AUFGABE:
Gib den folgenden Text über Gewalt gegen Kinder und Jugendliche vollständig und Wort für Wort wieder.

AUSZUG ZUM LESEN:
┄┄┄┄┄┄
„Focus“

Was Gewalt Kindern und Jugendlichen antut

Gewalt gegen Kinder und Jugendliche kommt in vielen Formen vor. Viele Kindesmisshandlungen werden nie aufgeklärt und kommen nie an die Öffentlichkeit. Ruth Rüdisser beschäftigt sich seit über 30 Jahren mit dem Thema und erzählt in der aktuellen „Focus“-Sendung von ihren Erfahrungen.

Gewalt gegen Kinder und Jugendliche kann von körperlicher, psychischer, sexueller und spiritueller Art sein. Wenn Kinder Opfer von Gewalt werden und Kampf oder Flucht nicht möglich sind, dann fühlen sie sich ausgeliefert.

Bei schwerer körperlicher Gewalt kommt es sogar vor, dass die Betroffenen die Gewalt ausblenden. Sie haben in dem Moment das Gefühl, ihren Körper zu verlassen und die Situation, wie an der Decke schwebend, von oben zu beobachten, erklärt Rüdisser.
┄┄┄┄┄┄
[Extrahierte Dateneinträge]
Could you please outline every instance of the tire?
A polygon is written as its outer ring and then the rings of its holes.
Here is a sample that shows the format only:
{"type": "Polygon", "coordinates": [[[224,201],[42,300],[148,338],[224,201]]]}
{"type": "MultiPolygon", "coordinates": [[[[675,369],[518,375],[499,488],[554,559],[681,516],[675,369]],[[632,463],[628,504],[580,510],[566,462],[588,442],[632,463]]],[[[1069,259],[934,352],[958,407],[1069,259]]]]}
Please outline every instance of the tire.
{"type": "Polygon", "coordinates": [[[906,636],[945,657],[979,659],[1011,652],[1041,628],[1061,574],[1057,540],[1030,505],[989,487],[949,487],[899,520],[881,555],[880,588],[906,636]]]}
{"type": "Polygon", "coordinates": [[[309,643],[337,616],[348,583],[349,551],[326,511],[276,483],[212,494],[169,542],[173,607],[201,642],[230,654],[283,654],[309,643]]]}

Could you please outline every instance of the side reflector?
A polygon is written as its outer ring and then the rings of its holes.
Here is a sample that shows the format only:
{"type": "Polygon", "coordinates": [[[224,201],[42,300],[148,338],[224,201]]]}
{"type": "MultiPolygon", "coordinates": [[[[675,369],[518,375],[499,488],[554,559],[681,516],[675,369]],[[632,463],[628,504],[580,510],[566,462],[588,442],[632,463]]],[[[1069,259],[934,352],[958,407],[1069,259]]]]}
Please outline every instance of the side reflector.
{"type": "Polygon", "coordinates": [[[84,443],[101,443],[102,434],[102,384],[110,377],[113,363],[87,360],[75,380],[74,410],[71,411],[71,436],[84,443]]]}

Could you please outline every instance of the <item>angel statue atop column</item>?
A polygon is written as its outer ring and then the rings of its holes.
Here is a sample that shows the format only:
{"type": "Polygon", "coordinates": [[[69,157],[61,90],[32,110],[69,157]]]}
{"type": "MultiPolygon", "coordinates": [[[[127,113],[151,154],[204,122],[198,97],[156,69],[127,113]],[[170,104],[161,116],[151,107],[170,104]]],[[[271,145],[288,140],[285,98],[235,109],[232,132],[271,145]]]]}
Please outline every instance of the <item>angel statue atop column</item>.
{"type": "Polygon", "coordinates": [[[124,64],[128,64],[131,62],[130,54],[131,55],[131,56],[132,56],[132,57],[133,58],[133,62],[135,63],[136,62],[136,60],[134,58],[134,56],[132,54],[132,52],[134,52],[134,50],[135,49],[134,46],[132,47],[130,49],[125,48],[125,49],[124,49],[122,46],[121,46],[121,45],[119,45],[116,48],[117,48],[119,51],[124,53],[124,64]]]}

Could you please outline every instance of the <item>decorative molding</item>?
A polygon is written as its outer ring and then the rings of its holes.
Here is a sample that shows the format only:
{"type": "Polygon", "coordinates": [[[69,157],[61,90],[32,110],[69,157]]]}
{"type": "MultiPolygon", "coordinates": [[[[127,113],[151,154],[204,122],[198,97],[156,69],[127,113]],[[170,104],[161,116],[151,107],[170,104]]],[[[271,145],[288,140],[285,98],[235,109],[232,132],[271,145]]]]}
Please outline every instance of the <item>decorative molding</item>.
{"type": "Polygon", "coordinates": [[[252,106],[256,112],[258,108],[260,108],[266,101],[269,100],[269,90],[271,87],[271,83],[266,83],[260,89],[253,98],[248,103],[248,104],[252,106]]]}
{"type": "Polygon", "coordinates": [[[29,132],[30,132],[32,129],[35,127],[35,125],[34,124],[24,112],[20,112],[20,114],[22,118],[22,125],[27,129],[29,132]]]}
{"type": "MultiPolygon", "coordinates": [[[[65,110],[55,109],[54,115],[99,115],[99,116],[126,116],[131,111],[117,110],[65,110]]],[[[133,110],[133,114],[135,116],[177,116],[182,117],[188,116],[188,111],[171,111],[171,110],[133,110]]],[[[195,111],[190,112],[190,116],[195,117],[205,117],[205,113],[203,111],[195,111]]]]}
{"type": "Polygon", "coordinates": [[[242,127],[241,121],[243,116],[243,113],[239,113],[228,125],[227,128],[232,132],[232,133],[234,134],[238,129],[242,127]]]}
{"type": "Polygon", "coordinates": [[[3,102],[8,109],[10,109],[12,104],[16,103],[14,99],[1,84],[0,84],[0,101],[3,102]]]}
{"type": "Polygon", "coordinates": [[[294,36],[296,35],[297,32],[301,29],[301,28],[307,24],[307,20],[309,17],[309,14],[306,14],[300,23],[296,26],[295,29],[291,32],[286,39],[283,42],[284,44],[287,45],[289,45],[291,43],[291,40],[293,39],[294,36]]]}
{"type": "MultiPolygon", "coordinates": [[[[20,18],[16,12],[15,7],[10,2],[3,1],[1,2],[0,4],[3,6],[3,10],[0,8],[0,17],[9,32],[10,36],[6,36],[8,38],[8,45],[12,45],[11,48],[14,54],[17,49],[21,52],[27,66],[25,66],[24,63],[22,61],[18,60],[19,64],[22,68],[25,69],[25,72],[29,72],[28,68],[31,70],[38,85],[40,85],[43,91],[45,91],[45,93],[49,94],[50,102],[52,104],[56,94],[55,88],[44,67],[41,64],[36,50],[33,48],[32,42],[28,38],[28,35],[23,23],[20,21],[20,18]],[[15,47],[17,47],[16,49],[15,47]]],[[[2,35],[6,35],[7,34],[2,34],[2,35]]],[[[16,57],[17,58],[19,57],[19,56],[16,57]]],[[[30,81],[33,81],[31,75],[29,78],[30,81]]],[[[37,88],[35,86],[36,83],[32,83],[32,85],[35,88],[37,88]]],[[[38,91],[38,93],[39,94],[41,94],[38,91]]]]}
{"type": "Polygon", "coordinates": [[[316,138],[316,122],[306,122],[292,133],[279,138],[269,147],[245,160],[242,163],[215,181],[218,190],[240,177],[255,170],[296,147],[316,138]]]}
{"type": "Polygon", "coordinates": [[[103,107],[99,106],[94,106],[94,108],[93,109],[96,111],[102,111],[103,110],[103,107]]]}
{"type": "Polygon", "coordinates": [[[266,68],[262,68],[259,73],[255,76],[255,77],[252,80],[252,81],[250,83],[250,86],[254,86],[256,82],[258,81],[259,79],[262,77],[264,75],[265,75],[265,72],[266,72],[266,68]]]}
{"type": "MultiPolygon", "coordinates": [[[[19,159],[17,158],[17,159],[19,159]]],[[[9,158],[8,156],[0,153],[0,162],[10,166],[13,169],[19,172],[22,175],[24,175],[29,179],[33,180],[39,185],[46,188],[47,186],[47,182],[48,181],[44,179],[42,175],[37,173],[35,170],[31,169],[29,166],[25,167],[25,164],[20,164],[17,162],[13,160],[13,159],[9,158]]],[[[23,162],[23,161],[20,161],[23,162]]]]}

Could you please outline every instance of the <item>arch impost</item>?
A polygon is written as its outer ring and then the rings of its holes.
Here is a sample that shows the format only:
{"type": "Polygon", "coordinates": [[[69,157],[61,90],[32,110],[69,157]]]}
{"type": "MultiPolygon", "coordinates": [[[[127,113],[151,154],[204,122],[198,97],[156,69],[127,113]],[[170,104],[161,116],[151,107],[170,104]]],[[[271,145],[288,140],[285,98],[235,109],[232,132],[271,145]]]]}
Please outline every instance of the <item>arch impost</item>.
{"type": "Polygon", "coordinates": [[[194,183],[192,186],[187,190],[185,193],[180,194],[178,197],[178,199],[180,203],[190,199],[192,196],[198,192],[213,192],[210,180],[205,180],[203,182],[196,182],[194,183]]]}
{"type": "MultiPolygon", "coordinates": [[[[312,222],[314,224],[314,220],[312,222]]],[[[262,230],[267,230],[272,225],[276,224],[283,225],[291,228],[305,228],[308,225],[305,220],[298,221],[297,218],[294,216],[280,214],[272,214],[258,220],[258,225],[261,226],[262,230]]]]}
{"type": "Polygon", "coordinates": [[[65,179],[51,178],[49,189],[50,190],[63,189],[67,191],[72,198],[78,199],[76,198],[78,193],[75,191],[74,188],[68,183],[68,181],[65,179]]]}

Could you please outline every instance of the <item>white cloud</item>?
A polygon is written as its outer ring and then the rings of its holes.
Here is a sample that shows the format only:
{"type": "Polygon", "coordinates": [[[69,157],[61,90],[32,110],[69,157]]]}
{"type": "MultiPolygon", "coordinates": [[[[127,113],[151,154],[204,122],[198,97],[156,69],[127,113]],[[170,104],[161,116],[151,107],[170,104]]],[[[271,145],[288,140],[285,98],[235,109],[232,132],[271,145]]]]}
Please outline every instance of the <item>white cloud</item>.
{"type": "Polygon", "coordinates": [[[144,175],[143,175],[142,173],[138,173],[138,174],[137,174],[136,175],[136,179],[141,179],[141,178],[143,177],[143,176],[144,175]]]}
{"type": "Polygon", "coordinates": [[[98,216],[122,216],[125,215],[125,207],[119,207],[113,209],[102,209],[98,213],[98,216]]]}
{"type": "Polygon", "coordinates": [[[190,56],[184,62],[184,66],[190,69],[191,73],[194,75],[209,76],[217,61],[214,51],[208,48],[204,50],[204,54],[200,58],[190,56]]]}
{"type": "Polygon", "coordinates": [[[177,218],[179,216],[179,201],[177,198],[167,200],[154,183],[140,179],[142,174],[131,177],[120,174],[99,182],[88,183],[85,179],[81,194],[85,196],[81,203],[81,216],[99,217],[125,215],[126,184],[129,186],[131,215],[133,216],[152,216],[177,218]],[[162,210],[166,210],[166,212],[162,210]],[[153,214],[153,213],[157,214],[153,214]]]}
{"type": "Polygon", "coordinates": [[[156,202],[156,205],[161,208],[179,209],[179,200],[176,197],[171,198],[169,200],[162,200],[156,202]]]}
┄┄┄┄┄┄
ANTWORT ZUR AUFGABE:
„Focus“

Was Gewalt Kindern und Jugendlichen antut

Gewalt gegen Kinder und Jugendliche kommt in vielen Formen vor. Viele Kindesmisshandlungen werden nie aufgeklärt und kommen nie an die Öffentlichkeit. Ruth Rüdisser beschäftigt sich seit über 30 Jahren mit dem Thema und erzählt in der aktuellen „Focus“-Sendung von ihren Erfahrungen.

Gewalt gegen Kinder und Jugendliche kann von körperlicher, psychischer, sexueller und spiritueller Art sein. Wenn Kinder Opfer von Gewalt werden und Kampf oder Flucht nicht möglich sind, dann fühlen sie sich ausgeliefert.

Bei schwerer körperlicher Gewalt kommt es sogar vor, dass die Betroffenen die Gewalt ausblenden. Sie haben in dem Moment das Gefühl, ihren Körper zu verlassen und die Situation, wie an der Decke schwebend, von oben zu beobachten, erklärt Rüdisser.